Porém, paralelamente ao debate sobre o PL 3.887/2020, no início deste ano a Reforma Tributária entrou em uma segunda fase com a apresentação, pelo ministro da Economia, Paulo Guedes, do PL 2.337/2021, que altera a legislação do Imposto sobre a Renda das Pessoas Físicas e das Pessoas Jurídicas e da Contribuição Social sobre o Lucro Líquido.
“Essa é uma fase totalmente voltada ao imposto de renda e temos que nos atentar a duas modificações principais: a reinstituição da tributação da distribuição de lucros e dividendos, que desde 1995 é isenta; e a redução da alíquota do imposto de renda da pessoa jurídica”, explica Renato Nunes, sócio da área Tributária da Machado Nunes.
É preciso entender que essas mudanças propostas pelo PL 2.337/2021 afetam as empresas de forma diferente a depender do seu modelo de tributação.
Para as optantes pelo Simples Nacional (ou seja, pessoas jurídicas com faturamento máximo anual de R$ 4,8 milhões), se o projeto for aprovado não deve haver muito impacto. Isso porque na versão mais recente do texto essas empresas estarão dispensadas de reter imposto de renda sobre as distribuições de lucros, independentemente de valor. Considerando que inicialmente a isenção seria apenas para a distribuição de até R$ 20 mil por sócio, podemos entender que houve um avanço.
A mesma previsão acima voltada ao Simples se aplicaria às empresas optantes pelo Lucro Presumido que faturam até R$ 4,8 milhões ao ano. Para estas, os impactos devem ser indiretos, ou seja, podem surgir pelo aumento de preços de fornecedores e prestadores de serviço que sofrerão com uma possível ampliação da carga tributária.
Já para empresas que faturam mais de R$ 4,8 milhões ao ano e atuam sobre Lucro Real ou Lucro Presumido, os impactos precisam ser compreendidos e analisados, pois são bem significativos. As companhias mais penalizadas, em tese, serão aquelas que optam pelo Lucro Presumido.
“Isso acontece porque essas empresas trabalham com percentuais de presunção, e não com lucro efetivo. Assim, acabam sentindo menos o impacto positivo da redução do IRPJ, uma das principais contrapartidas ao retorno da tributação sobre a distribuição de lucros e dividendos”, explica Nunes reforçando que, enquanto se beneficiam pouco dessa redução, do outro lado estão sentindo totalmente o peso do aumento da carga tributária.
Outro ponto apresentado por Nunes é que, no setor de serviços da saúde, o lucro presumido conta com um regime especial apelidado de “lucro presumido saúde”. Enquanto no modelo tradicional o percentual de presunção para se chegar à margem de cálculo é de 32%, nesse formato especial os percentuais de presunção do imposto de renda e da contribuição social sobre o lucro caem para, respectivamente, 8% e 12%. “Isso faz com que o aproveitamento da redução da alíquota do IRPJ seja bastante limitado, e, por consequência, haja menor neutralização do imposto sobre a distribuição de lucros”, declara Nunes.

▸ **MATERIAL FORNECIDO**:
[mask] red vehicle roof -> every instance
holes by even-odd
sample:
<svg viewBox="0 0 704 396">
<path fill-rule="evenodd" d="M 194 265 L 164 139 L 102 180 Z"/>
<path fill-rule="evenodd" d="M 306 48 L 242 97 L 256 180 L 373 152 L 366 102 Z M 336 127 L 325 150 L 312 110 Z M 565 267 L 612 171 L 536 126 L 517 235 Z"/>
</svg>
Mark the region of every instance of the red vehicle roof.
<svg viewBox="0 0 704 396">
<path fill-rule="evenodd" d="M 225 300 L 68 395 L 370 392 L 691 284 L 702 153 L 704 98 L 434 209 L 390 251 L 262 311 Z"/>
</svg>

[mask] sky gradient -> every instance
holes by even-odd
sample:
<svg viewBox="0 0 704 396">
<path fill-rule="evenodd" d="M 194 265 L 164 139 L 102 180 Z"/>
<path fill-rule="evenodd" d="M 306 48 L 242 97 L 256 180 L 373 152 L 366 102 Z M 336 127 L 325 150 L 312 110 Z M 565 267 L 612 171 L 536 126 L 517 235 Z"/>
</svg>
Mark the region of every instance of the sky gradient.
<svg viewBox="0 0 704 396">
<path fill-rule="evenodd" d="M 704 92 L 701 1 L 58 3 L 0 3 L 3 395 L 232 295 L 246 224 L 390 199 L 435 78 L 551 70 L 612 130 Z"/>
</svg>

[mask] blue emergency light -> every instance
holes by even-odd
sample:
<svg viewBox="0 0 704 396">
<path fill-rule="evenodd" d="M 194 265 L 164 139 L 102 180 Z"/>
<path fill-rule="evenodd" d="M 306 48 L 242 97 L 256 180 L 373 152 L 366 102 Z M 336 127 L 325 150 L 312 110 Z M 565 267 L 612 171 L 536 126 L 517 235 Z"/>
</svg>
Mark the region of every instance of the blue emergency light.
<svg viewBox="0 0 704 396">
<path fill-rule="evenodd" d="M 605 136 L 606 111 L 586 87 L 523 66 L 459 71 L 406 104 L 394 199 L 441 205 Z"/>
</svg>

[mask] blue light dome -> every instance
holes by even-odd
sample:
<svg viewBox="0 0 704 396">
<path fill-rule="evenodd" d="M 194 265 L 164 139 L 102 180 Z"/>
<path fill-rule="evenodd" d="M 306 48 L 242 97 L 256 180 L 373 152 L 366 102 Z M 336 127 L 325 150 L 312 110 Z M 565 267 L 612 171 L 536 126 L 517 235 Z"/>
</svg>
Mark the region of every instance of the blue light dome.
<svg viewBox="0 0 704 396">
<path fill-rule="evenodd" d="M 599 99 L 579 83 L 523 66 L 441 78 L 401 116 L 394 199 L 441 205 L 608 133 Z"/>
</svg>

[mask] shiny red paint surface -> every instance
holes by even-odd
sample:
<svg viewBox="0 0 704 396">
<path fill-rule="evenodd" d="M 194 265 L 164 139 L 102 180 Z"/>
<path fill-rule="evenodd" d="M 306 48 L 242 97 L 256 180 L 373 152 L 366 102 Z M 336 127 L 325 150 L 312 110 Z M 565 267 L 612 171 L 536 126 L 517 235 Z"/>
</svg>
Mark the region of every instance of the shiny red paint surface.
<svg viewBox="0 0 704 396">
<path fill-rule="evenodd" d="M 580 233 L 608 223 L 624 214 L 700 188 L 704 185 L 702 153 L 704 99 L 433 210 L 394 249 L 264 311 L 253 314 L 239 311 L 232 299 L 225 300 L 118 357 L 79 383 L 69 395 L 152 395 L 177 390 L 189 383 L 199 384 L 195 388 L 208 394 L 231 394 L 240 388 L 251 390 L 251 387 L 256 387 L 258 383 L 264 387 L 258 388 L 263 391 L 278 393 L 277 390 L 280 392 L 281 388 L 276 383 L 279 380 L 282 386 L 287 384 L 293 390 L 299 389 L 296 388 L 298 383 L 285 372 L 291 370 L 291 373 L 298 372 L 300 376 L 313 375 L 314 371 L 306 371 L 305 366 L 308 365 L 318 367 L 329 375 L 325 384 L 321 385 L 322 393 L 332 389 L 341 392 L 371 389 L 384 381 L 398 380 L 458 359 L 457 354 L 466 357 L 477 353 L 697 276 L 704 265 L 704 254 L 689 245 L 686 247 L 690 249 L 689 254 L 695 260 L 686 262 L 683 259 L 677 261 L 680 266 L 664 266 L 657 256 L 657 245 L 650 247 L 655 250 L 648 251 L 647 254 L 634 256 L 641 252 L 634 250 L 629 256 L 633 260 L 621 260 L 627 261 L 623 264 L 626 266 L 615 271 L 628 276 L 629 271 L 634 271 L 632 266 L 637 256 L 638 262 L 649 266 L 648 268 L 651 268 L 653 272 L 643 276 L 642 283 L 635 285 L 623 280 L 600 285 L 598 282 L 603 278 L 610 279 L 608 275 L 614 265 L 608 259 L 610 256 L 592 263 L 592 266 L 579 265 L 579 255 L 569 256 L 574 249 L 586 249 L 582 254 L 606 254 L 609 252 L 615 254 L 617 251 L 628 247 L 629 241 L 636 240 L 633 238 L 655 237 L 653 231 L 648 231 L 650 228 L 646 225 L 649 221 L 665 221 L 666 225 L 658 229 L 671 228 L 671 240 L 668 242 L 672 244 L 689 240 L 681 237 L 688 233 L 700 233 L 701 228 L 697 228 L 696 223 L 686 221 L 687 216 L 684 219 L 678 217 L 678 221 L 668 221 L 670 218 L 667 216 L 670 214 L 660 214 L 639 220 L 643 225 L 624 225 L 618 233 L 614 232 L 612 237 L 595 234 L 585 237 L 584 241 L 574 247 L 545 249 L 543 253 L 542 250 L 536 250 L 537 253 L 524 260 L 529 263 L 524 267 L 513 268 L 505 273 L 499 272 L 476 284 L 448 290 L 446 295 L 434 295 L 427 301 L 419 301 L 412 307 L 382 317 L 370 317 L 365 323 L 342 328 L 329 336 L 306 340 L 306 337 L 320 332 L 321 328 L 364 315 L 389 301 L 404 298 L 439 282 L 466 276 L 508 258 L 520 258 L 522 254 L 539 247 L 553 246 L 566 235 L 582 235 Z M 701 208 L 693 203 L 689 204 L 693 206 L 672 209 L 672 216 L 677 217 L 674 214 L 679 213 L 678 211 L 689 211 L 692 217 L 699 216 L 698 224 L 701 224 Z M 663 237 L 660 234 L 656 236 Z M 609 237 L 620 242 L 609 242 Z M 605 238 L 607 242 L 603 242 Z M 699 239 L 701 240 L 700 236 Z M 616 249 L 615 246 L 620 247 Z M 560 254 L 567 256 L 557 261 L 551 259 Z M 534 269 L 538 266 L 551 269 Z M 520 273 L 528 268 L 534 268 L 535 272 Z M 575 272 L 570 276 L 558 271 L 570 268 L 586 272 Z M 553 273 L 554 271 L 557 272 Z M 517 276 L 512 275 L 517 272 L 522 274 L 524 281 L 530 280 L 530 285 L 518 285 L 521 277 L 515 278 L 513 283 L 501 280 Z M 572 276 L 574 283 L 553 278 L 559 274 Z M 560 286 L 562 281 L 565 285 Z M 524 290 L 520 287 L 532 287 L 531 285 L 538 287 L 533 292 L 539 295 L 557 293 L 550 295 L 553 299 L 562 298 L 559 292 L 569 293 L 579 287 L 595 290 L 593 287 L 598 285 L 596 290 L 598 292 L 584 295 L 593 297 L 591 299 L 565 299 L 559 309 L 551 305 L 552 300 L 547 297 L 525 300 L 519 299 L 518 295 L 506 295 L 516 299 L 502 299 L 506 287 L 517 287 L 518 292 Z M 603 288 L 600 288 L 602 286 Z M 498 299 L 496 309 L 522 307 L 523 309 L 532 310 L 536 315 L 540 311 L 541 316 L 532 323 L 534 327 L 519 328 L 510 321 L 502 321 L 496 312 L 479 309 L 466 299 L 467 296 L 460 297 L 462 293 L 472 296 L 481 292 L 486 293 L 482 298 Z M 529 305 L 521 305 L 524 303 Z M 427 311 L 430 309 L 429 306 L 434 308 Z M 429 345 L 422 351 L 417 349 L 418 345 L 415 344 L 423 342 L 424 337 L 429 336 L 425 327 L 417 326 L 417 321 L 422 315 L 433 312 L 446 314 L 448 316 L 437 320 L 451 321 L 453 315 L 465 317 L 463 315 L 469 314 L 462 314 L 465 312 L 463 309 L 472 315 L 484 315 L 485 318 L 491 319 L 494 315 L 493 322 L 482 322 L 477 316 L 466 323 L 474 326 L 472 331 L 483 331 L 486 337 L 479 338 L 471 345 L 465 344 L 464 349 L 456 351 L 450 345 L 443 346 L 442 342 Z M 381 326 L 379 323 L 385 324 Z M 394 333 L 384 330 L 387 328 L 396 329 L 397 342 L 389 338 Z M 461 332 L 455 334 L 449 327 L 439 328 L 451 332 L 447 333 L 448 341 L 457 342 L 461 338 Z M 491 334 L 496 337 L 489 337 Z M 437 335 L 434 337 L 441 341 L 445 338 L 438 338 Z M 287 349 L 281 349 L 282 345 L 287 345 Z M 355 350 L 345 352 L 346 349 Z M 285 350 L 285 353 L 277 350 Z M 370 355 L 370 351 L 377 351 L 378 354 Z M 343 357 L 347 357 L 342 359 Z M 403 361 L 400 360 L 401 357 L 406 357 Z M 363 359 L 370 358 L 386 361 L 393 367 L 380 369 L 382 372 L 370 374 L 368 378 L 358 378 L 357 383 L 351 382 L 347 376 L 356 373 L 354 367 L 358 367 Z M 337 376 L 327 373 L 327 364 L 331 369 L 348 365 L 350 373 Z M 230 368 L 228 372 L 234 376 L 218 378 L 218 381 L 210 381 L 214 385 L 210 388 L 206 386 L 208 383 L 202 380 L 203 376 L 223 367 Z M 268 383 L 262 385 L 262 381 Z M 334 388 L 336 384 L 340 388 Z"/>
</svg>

▸ **ENUNCIADO**:
Responda, com base no trecho sobre a Reforma Tributária:
(a) Desde que ano a distribuição de lucros e dividendos é isenta?
(b) Até que valor por sócio ia a isenção prevista inicialmente para as empresas do Simples Nacional?
(c) No regime chamado "lucro presumido saúde", quais são os percentuais de presunção do imposto de renda e da contribuição social sobre o lucro?
As entradas não são necessárias para resolver a tarefa.

▸ **RESPOSTA**:
(a) Desde 1995.
(b) Até R$ 20 mil por sócio.
(c) 8% para o imposto de renda e 12% para a contribuição social sobre o lucro.